Work to do: Copy every one of the rows below word for word, and leave out the pictures.

Material supplied:
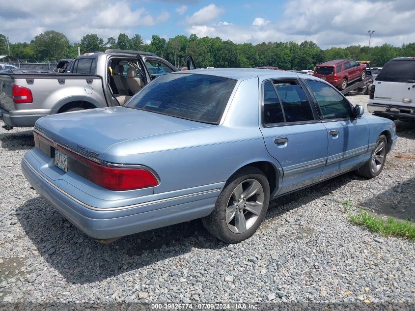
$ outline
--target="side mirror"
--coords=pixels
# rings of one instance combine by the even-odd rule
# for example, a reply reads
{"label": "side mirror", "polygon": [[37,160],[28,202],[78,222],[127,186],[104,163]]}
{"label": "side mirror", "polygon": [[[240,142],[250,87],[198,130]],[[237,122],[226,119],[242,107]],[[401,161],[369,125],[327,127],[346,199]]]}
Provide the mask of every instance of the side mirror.
{"label": "side mirror", "polygon": [[357,105],[355,106],[355,108],[353,108],[353,114],[354,114],[356,117],[361,116],[363,115],[364,113],[364,108],[360,105]]}

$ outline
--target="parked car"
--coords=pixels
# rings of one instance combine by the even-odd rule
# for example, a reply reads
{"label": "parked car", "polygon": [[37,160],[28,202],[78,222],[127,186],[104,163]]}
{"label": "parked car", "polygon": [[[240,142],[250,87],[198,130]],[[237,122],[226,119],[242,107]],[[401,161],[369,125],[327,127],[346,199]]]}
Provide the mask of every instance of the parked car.
{"label": "parked car", "polygon": [[277,66],[264,66],[263,67],[255,67],[257,69],[270,69],[271,70],[280,70],[277,67]]}
{"label": "parked car", "polygon": [[22,165],[33,187],[95,239],[202,218],[237,243],[259,227],[271,198],[351,170],[381,172],[394,124],[363,113],[310,76],[180,71],[124,106],[40,119]]}
{"label": "parked car", "polygon": [[372,76],[373,77],[374,80],[376,79],[376,77],[380,73],[381,70],[382,70],[383,68],[382,67],[374,67],[372,68]]}
{"label": "parked car", "polygon": [[313,75],[343,90],[348,84],[364,80],[366,65],[353,59],[329,60],[317,65]]}
{"label": "parked car", "polygon": [[370,89],[368,110],[393,119],[415,120],[415,57],[388,61]]}
{"label": "parked car", "polygon": [[79,56],[70,73],[2,72],[0,119],[6,129],[29,127],[49,114],[119,106],[152,79],[177,71],[154,53],[107,50]]}
{"label": "parked car", "polygon": [[18,69],[19,67],[9,64],[0,64],[0,70],[10,70],[10,69]]}
{"label": "parked car", "polygon": [[71,72],[72,65],[75,59],[59,59],[59,62],[54,69],[54,71],[58,73],[66,73]]}

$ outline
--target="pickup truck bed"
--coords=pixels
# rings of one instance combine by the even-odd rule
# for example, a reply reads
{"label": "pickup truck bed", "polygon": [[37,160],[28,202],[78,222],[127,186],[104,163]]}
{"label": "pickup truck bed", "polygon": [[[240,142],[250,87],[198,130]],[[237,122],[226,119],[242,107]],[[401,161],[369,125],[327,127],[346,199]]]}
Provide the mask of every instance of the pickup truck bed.
{"label": "pickup truck bed", "polygon": [[[14,90],[13,85],[24,88],[21,89],[24,90],[23,97],[27,97],[26,101],[18,98],[22,95]],[[66,111],[75,105],[85,109],[107,106],[103,87],[99,76],[2,73],[0,119],[8,127],[31,127],[39,118],[63,112],[62,109]],[[24,92],[27,90],[31,99]]]}

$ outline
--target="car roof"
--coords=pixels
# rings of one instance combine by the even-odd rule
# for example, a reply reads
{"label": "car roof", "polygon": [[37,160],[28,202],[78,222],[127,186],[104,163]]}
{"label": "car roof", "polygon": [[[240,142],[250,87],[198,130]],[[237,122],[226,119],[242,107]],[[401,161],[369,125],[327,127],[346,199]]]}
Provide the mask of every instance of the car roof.
{"label": "car roof", "polygon": [[[185,71],[177,71],[168,74],[199,74],[216,76],[229,79],[238,80],[243,80],[257,77],[261,80],[266,79],[278,79],[284,78],[297,78],[299,77],[304,77],[305,75],[297,74],[294,72],[283,71],[282,70],[269,70],[268,69],[261,69],[256,68],[222,68],[212,69],[194,69]],[[301,75],[299,76],[299,75]],[[311,78],[317,80],[317,78],[311,76],[306,76],[307,79]]]}

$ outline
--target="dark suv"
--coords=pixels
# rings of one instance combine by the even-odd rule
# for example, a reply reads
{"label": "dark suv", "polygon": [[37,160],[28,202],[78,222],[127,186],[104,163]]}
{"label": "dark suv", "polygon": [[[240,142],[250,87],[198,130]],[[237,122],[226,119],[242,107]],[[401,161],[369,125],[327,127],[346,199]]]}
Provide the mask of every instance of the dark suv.
{"label": "dark suv", "polygon": [[329,60],[317,65],[313,76],[343,90],[349,83],[358,80],[361,81],[364,80],[366,65],[353,59]]}

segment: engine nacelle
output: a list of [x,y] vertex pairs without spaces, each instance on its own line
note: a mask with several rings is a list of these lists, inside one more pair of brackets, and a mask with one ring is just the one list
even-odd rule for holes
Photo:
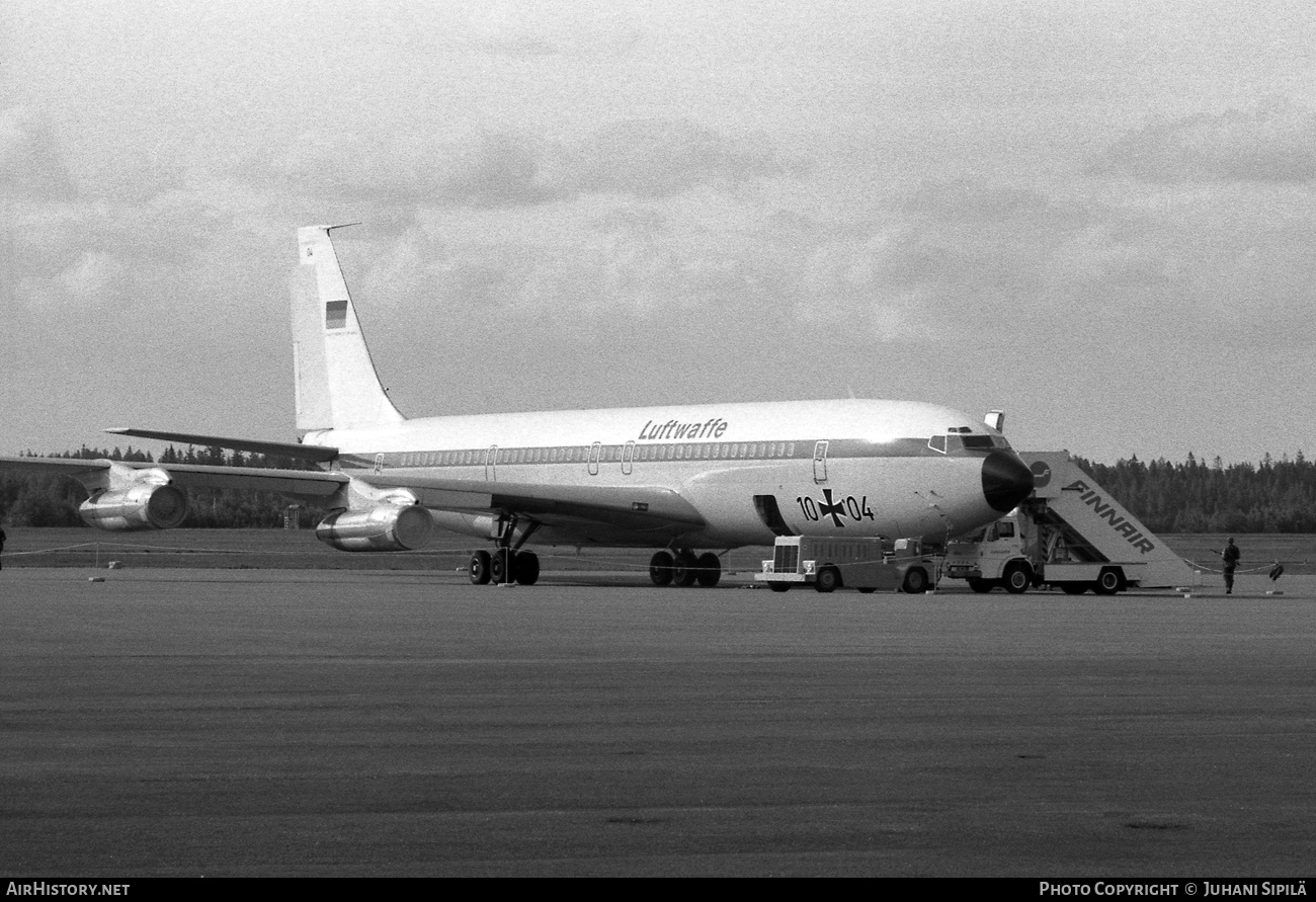
[[316,539],[342,552],[409,552],[429,544],[434,519],[418,504],[376,504],[330,514]]
[[187,516],[187,495],[151,482],[92,495],[78,508],[83,523],[109,532],[174,529]]

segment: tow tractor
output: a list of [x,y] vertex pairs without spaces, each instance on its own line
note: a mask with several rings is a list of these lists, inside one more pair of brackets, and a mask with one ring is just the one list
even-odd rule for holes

Answer to the problem:
$ outline
--target="side mirror"
--coords=pixels
# rings of one instance combine by the even-odd rule
# for example, a reply reads
{"label": "side mirror", "polygon": [[37,160],[28,202],[78,222],[127,186],[104,163]]}
{"label": "side mirror", "polygon": [[[240,142],[250,87],[198,130]],[[237,122],[226,119],[242,107]],[[401,161],[369,125],[327,127],[346,199]]]}
Provide the mask of every instance of the side mirror.
{"label": "side mirror", "polygon": [[357,105],[355,106],[355,108],[353,108],[353,114],[354,114],[356,117],[361,116],[363,115],[364,113],[364,108],[360,105]]}

$ outline
--target="parked car"
--coords=pixels
# rings of one instance combine by the even-odd rule
# for example, a reply reads
{"label": "parked car", "polygon": [[37,160],[28,202],[78,222],[127,186],[104,163]]}
{"label": "parked car", "polygon": [[[240,142],[250,87],[198,130]],[[237,122],[226,119],[242,107]],[[401,161],[369,125],[327,127],[346,199]]]}
Provide the mask of every instance of the parked car.
{"label": "parked car", "polygon": [[277,66],[264,66],[263,67],[255,67],[257,69],[270,69],[271,70],[280,70],[277,67]]}
{"label": "parked car", "polygon": [[22,165],[33,187],[95,239],[202,218],[237,243],[259,227],[271,198],[351,170],[381,172],[394,124],[363,113],[310,76],[180,71],[124,106],[40,119]]}
{"label": "parked car", "polygon": [[372,76],[373,77],[374,80],[376,79],[376,77],[380,73],[381,70],[382,70],[383,68],[382,67],[374,67],[372,68]]}
{"label": "parked car", "polygon": [[313,75],[343,90],[348,84],[364,80],[366,65],[353,59],[329,60],[317,65]]}
{"label": "parked car", "polygon": [[370,89],[368,110],[393,119],[415,120],[415,57],[388,61]]}
{"label": "parked car", "polygon": [[79,56],[70,73],[2,72],[0,119],[6,129],[29,127],[49,114],[119,106],[152,79],[177,71],[154,53],[107,50]]}
{"label": "parked car", "polygon": [[18,69],[19,67],[9,64],[0,64],[0,70],[10,70],[10,69]]}
{"label": "parked car", "polygon": [[71,72],[72,65],[75,59],[59,59],[59,62],[54,69],[54,71],[58,73],[66,73]]}

$ outline
--target="pickup truck bed"
--coords=pixels
# rings of one instance combine by the even-odd rule
# for example, a reply reads
{"label": "pickup truck bed", "polygon": [[37,160],[28,202],[78,222],[127,186],[104,163]]}
{"label": "pickup truck bed", "polygon": [[[240,142],[250,87],[198,130]],[[237,122],[226,119],[242,107]],[[401,161],[369,125],[327,127],[346,199]]]}
Provide the mask of every instance of the pickup truck bed.
{"label": "pickup truck bed", "polygon": [[[14,90],[13,85],[24,88],[21,89],[24,90],[23,97],[27,97],[26,101],[18,98],[22,95]],[[66,111],[75,105],[85,109],[107,106],[103,87],[99,76],[2,73],[0,119],[8,127],[31,127],[39,118],[63,112],[62,109]],[[24,92],[27,90],[31,99]]]}

$ outline
--target="car roof"
--coords=pixels
# rings of one instance combine by the even-odd rule
# for example, a reply reads
{"label": "car roof", "polygon": [[37,160],[28,202],[78,222],[127,186],[104,163]]}
{"label": "car roof", "polygon": [[[240,142],[250,87],[198,130]],[[237,122],[226,119],[242,107]],[[401,161],[369,125],[327,127],[346,199]]]}
Provide the mask of every instance of the car roof.
{"label": "car roof", "polygon": [[[185,71],[177,71],[168,74],[199,74],[216,76],[229,79],[238,80],[243,80],[257,77],[261,80],[266,79],[278,79],[284,78],[297,78],[299,77],[304,77],[305,75],[297,74],[294,72],[283,71],[282,70],[269,70],[268,69],[261,69],[256,68],[222,68],[212,69],[194,69]],[[301,75],[299,76],[299,75]],[[311,78],[317,80],[317,78],[311,76],[306,76],[307,79]]]}

$ outline
--target="dark suv"
--coords=pixels
# rings of one instance combine by the even-odd rule
# for example, a reply reads
{"label": "dark suv", "polygon": [[37,160],[28,202],[78,222],[127,186],[104,163]]}
{"label": "dark suv", "polygon": [[[240,142],[250,87],[198,130]],[[237,122],[226,119],[242,107]],[[401,161],[369,125],[327,127],[346,199]]]}
Provide the mask of every instance of the dark suv.
{"label": "dark suv", "polygon": [[329,60],[317,65],[313,76],[343,90],[349,83],[358,80],[361,81],[364,80],[366,65],[353,59]]}

segment: engine nacelle
output: a list of [x,y] vertex pairs without spaces, each instance on its own line
note: a mask with several rings is a list of these lists, inside one more pair of brackets, and a mask with one ring is just the one list
even-odd rule for holes
Photo:
[[316,539],[342,552],[409,552],[429,544],[434,519],[418,504],[376,504],[330,514]]
[[187,516],[187,495],[151,482],[92,495],[78,508],[83,523],[109,532],[174,529]]

segment: tow tractor
output: a list of [x,y] vertex pairs without spaces, each instance on its own line
note: a mask with several rings is a list of these lists, inside one more pair of brackets, and a mask with one ring is just the one list
even-odd rule for holes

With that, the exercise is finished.